## BRIEF
Rewrite the listing below with every "pixel coordinates" swapped for "image coordinates" and nothing else altered. Leave the pictures out of your copy.
start
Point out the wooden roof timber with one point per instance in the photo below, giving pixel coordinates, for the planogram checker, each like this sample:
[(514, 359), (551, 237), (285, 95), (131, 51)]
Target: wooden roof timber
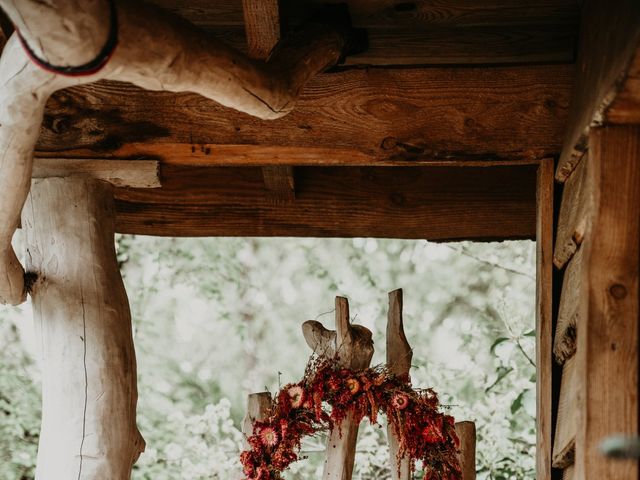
[(463, 114)]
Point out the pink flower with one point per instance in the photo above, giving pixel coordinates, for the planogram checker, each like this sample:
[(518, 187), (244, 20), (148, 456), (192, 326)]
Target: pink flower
[(400, 401), (297, 396), (268, 436)]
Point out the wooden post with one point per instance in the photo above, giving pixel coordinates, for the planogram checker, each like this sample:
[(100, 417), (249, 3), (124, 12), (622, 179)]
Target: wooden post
[(544, 326), (607, 344), (399, 355), (83, 320), (258, 405), (352, 346)]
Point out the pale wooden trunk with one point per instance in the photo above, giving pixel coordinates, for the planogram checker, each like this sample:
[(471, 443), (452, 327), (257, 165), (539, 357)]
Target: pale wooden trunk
[(84, 326)]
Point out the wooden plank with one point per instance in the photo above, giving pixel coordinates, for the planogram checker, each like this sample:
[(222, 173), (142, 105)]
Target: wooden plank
[(577, 203), (464, 113), (280, 183), (609, 46), (607, 351), (571, 315), (425, 202), (121, 173), (262, 25), (569, 473), (544, 327), (564, 441), (426, 32)]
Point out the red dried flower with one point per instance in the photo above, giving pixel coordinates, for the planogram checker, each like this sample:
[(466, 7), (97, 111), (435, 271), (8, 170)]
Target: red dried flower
[(353, 386), (400, 401), (297, 396), (268, 436)]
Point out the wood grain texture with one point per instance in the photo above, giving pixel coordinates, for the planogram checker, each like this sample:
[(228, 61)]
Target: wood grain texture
[(121, 173), (486, 203), (425, 32), (571, 314), (564, 441), (575, 210), (83, 325), (609, 43), (607, 349), (544, 321), (461, 113), (466, 432), (399, 355)]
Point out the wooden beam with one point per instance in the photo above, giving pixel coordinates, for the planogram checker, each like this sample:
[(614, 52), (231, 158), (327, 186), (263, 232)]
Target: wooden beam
[(575, 210), (564, 442), (510, 114), (84, 327), (571, 315), (425, 202), (262, 26), (121, 173), (425, 32), (607, 348), (608, 76), (544, 321)]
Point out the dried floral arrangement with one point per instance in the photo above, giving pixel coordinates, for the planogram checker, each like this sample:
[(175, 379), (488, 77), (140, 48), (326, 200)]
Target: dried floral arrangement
[(328, 394)]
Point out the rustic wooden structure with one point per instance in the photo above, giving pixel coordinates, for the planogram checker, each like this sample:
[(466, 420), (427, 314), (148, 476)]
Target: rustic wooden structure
[(352, 348), (452, 125)]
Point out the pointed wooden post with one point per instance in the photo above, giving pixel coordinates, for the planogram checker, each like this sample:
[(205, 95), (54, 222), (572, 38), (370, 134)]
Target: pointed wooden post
[(258, 405), (83, 320), (352, 347), (399, 355)]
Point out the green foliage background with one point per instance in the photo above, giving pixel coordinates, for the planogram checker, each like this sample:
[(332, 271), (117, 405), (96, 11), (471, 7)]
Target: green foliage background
[(216, 319)]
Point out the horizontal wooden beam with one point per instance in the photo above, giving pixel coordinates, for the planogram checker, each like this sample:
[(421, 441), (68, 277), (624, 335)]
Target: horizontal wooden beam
[(426, 32), (608, 84), (509, 114), (425, 202), (121, 173)]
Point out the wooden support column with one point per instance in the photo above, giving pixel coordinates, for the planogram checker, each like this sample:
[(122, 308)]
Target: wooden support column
[(544, 328), (83, 320), (262, 27), (352, 347), (607, 344)]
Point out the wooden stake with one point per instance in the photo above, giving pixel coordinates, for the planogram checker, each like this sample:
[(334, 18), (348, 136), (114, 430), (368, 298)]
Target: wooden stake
[(83, 320), (352, 346), (399, 355)]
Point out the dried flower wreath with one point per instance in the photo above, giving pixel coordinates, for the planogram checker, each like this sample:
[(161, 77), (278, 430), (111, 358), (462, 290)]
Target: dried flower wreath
[(298, 410)]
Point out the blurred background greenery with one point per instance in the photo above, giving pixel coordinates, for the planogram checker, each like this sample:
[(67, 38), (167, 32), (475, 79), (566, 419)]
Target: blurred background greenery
[(218, 318)]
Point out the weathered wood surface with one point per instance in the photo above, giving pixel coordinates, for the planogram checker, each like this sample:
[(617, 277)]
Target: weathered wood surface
[(575, 208), (460, 113), (84, 327), (426, 32), (352, 348), (564, 441), (466, 432), (399, 355), (608, 64), (544, 321), (571, 314), (607, 348), (120, 173), (258, 407), (496, 202)]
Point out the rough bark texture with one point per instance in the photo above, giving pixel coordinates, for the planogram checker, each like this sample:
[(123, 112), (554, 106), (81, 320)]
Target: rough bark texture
[(183, 58), (83, 320)]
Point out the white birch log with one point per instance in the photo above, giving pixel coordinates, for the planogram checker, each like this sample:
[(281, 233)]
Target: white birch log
[(399, 355), (83, 320), (352, 347), (258, 405), (157, 51)]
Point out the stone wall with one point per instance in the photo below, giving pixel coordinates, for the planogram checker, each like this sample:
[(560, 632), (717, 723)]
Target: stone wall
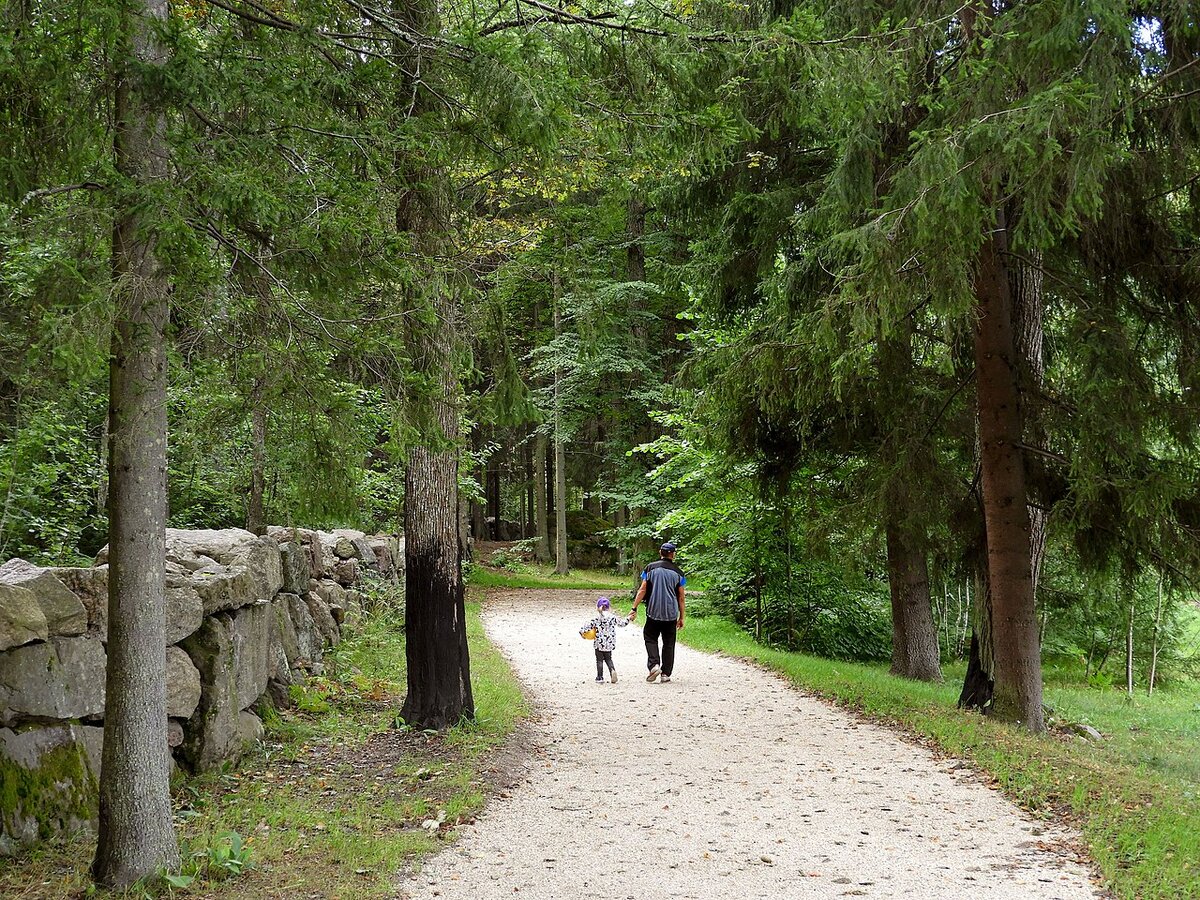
[(246, 618)]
end
## FINAL RESULT
Point out the wooden roof timber with one point per instance in the photo below, giving image coordinates, for the planogram checker, each like this sample:
[(514, 359), (551, 237), (285, 95), (131, 51)]
Target: wooden roof timber
[(463, 114)]
Point out the pink flower with one point per instance in the photo above, giving image coordinates, for the planogram checker, each like this sample:
[(518, 187), (244, 20), (148, 456), (192, 326)]
Target: pink flower
[(400, 401), (297, 396), (268, 436)]
Point out the wooden post with one point per instance in the photo above, giving image coordinates, for the planogram checker, each like this sample:
[(100, 417), (249, 3), (124, 12), (622, 179)]
Target: wooden post
[(544, 326), (607, 344), (399, 355), (83, 320), (258, 405), (352, 346)]
Point out the pale wooden trunk with one point per instance in the photo above, giving image coordinates, for the planogram checker, each like this sample:
[(471, 443), (452, 327), (257, 165), (539, 357)]
Target: pale wooden trunk
[(84, 326)]
Point out the wooden plank with one point per instance in the photo above, giving image coordinates, for the planogram checker, each like this sample:
[(222, 173), (142, 105)]
Target: wooden plank
[(577, 203), (464, 113), (280, 183), (609, 46), (607, 351), (571, 315), (425, 202), (121, 173), (262, 25), (569, 473), (544, 327), (564, 441), (426, 32)]
Point out the red dried flower with one point per instance in the photo above, giving image coordinates, for the planogram checker, each like this sample:
[(466, 7), (97, 111), (435, 271), (8, 170)]
Target: red dried flower
[(353, 386), (400, 401), (297, 396), (268, 436)]
Point out the wood grain texture with one point per instance in the photo above, giving image coordinates, for the planogram checker, each like this sample:
[(228, 61)]
Target: wood grain texture
[(121, 173), (486, 203), (425, 32), (571, 314), (564, 441), (575, 210), (83, 325), (609, 43), (607, 349), (544, 321), (461, 113), (466, 432), (399, 355)]
Point out the wooden beam with one point per instance in the photo above, giving image coordinates, for the planogram checker, each like this sample:
[(614, 52), (231, 158), (327, 186), (263, 232)]
Target: wooden beam
[(575, 210), (564, 442), (510, 114), (84, 327), (571, 315), (425, 202), (262, 26), (121, 173), (425, 32), (607, 348), (608, 76), (544, 321)]
Point out the dried floral arrangement with one point per instance in the photo above, giving image coordinates, for the planogram checker, each like this sample:
[(175, 379), (488, 77), (140, 48), (326, 200)]
Target: dried floral arrangement
[(328, 394)]
Point out the rustic wooden structure with one point per instance in the photo above, giving image coordinates, for the planogram checker, each like this sample:
[(466, 420), (427, 314), (148, 476)]
Target: rustic wooden structure
[(352, 348), (452, 125)]
Point out the pointed wooden post with one point per instance in the photo above, giving image coordinates, for the planogram checker, each like this sample:
[(205, 95), (54, 222), (572, 38), (370, 134)]
Target: pointed wooden post
[(258, 405), (83, 320), (352, 347), (399, 355)]
Point out the green foliage background with one point per instance in the photo above, giving image coordinates, for the planogram checker, each like this sample:
[(332, 271), (117, 405), (96, 11), (471, 7)]
Target: green foliage background
[(216, 319)]
Point out the horizontal wooden beam with one point per instance in the photo above, giving image coordinates, for the planogram checker, each like this sample:
[(421, 441), (68, 277), (624, 335)]
Target: horizontal wooden beam
[(426, 32), (608, 84), (509, 114), (425, 202), (121, 173)]
Point out the wooden support column with one point per instance in the photo above, giving image coordinates, for the planogram checker, each like this sample:
[(122, 308)]
Target: wooden support column
[(544, 328), (83, 320), (262, 27), (352, 347), (607, 344)]
Point out the wooden stake with one point per instance in the photo above, giving image coordinates, for the planogram checker, each like this sample:
[(334, 18), (348, 136), (114, 430), (368, 298)]
Target: wooden stake
[(83, 320), (352, 346), (399, 355)]
Point out the dried flower wreath with one point per instance in the photo above, giving image coordinates, for the planogram checker, each like this sample:
[(161, 77), (278, 430), (111, 358), (462, 290)]
Target: dried flower wreath
[(298, 410)]
Point out the blurred background greenery with one point per instance in the photo above, giving image coordinates, for the planogram checker, each like this sample:
[(67, 38), (167, 32), (475, 79), (566, 419)]
Target: blurred background greenery
[(218, 318)]
Point out the weathered wood surface with one point per instance in the photo above, giving image coordinates, for the planogram checker, each like this sample:
[(617, 277)]
Target: weathered wood surface
[(575, 208), (460, 113), (84, 327), (426, 32), (352, 348), (564, 441), (466, 432), (399, 355), (608, 64), (544, 321), (571, 314), (607, 348), (120, 173), (258, 407), (496, 202)]
Point out the rough bark texture with one point per instance in the photo above, giving image coordinates, for the planogram checker, each like this sample:
[(123, 112), (554, 106), (81, 320)]
Target: rough bark texture
[(183, 58), (83, 320)]
Point out the white birch log with one point per instance in the photo above, giving image coordinates, for the planogram checker, each like this sample:
[(281, 233)]
Target: white birch log
[(399, 355), (83, 320), (352, 347), (258, 405), (157, 51)]
Point out the stone wall with one point per instance in the photo below, giving image coordinates, for the planogram checker, each like this sample:
[(560, 632), (717, 723)]
Target: stone wall
[(246, 618)]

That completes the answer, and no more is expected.